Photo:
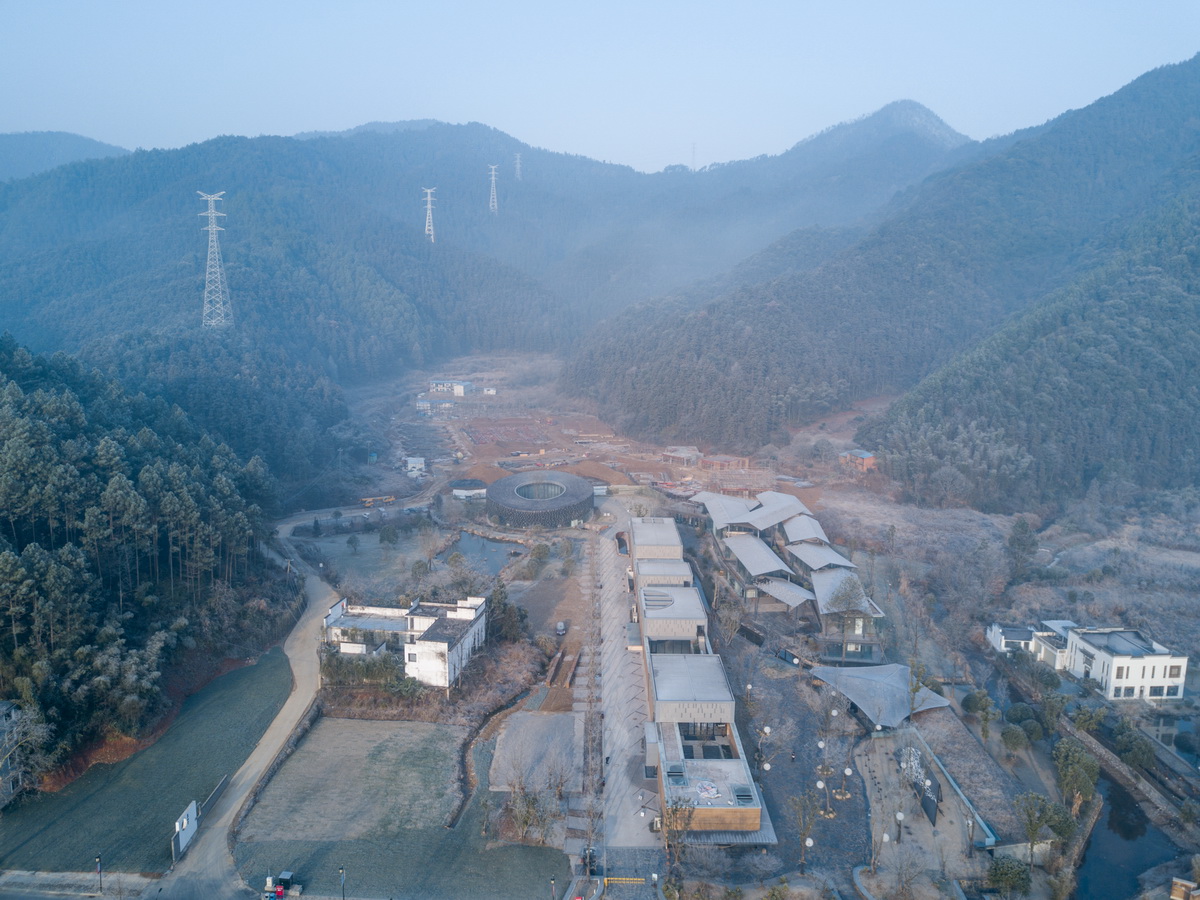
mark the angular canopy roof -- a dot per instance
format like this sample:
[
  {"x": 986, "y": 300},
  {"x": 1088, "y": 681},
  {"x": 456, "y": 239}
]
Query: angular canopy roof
[
  {"x": 755, "y": 556},
  {"x": 839, "y": 591},
  {"x": 882, "y": 693}
]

━━━━

◆ WHAT YOU WILL DO ◆
Write out the entry above word for word, omitting the picture.

◆ THE COMPLETED TASK ◆
Photo:
mark the angular canopy roof -- a dot per instance
format like this sample:
[
  {"x": 986, "y": 300},
  {"x": 1088, "y": 681},
  {"x": 456, "y": 239}
]
Query: angular canopy roof
[
  {"x": 755, "y": 556},
  {"x": 839, "y": 591},
  {"x": 882, "y": 693}
]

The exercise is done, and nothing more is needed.